■ Exercise details: Could you restate the data word for word?

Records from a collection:
○ ○ ○

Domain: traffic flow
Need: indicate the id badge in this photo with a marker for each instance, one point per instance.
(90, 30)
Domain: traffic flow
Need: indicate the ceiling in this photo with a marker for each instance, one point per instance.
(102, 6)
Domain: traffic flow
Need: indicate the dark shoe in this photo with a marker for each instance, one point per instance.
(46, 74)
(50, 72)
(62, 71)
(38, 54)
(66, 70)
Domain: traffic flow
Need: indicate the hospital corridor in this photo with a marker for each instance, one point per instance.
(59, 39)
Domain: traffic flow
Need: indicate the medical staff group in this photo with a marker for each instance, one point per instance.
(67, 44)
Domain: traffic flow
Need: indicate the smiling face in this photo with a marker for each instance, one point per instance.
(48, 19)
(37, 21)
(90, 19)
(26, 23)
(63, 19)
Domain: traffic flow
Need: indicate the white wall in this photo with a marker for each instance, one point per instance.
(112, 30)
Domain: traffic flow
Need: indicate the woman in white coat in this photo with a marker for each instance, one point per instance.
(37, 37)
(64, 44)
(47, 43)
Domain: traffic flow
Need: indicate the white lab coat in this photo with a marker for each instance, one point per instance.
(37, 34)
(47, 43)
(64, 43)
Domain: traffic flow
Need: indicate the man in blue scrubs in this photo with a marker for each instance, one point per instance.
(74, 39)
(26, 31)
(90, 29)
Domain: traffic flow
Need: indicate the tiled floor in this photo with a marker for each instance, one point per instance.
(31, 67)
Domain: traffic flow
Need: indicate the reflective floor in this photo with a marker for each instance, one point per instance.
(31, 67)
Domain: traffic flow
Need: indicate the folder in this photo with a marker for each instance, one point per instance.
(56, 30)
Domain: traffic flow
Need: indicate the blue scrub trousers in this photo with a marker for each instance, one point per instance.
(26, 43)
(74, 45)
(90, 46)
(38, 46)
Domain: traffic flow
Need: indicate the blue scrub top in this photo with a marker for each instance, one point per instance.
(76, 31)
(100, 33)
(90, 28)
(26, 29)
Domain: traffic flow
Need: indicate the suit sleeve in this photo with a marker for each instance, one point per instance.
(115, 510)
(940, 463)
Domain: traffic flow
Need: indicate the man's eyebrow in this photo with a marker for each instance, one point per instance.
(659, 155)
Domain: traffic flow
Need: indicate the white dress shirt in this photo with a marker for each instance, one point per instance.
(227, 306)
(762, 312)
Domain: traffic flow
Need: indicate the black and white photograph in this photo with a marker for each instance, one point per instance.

○ ○ ○

■ Exercise result:
Domain: traffic flow
Need: indicate the id badge in this photo with a marker for each instance, one point per instance.
(90, 30)
Domain: traffic flow
Need: indicate the ceiling in this photo with a marker for each instance, one point per instance.
(102, 6)
Domain: traffic flow
Need: indicate the dark shoe in this photo with a marker for each instance, one point per instance.
(46, 74)
(50, 72)
(62, 71)
(38, 54)
(66, 70)
Domain: traffic flow
Need: indicate the hospital corridor in this photo with a marker for each instance, one point per instance.
(59, 39)
Domain: traffic flow
Need: indicate the medical staff group in this photo with a marker for each instance, one point per instance.
(67, 44)
Domain: traffic flow
Need: indicate the smiling face in this photo with a marker for each instance, one point per instance.
(48, 19)
(37, 21)
(90, 19)
(26, 23)
(63, 19)
Domain: traffic flow
Need: indicate the white wall in this photo with a marker for each instance, one point per instance.
(112, 30)
Domain: traffic flow
Need: indicate the woman in white coat in this photo with a marker for each instance, one point per instance.
(37, 37)
(64, 44)
(47, 43)
Domain: traffic flow
Need: indicate the white lab coat in this photo with a marker for each instance, one point per instance.
(37, 34)
(47, 43)
(64, 43)
Domain: traffic flow
Need: indicate the man in blue scrubs in this photo with a marker for each instance, one point per instance.
(74, 39)
(26, 31)
(90, 29)
Domain: traffic flow
Need: indicate the tiled floor in this photo with a marker for each instance, one point per instance.
(31, 67)
Domain: traffic flow
Need: indicate the reflective floor in this photo with a marker for each instance, one point per instance.
(31, 67)
Domain: traffic flow
Need: indicate the folder in this photo with a marker for each instance, one point per instance.
(56, 30)
Domain: traffic flow
Need: indicate the blue scrub trousers in this photo with a marker for each instance, one point per instance.
(26, 43)
(74, 45)
(90, 46)
(38, 46)
Domain: traffic flow
Need: indicate the blue scrub top in this photo with a marker for each instance, one point per instance.
(76, 31)
(100, 33)
(90, 28)
(26, 29)
Domain: traffic flow
Need: indicate the suit sleeve in this photo with a marker for each instance, one point per instance.
(115, 510)
(940, 463)
Domain: traffic flow
Need: indicate the man's eyebrow in this photo with a marker for each instance, one point per instance.
(659, 155)
Domain: traffic flow
Need: indicate the white dress shirt in this photo with a marker for each instance, one point per instance.
(227, 306)
(762, 312)
Domain: traffic flow
Need: indicate the black and white photograph in this photo with a marker for each instance, one point per instance.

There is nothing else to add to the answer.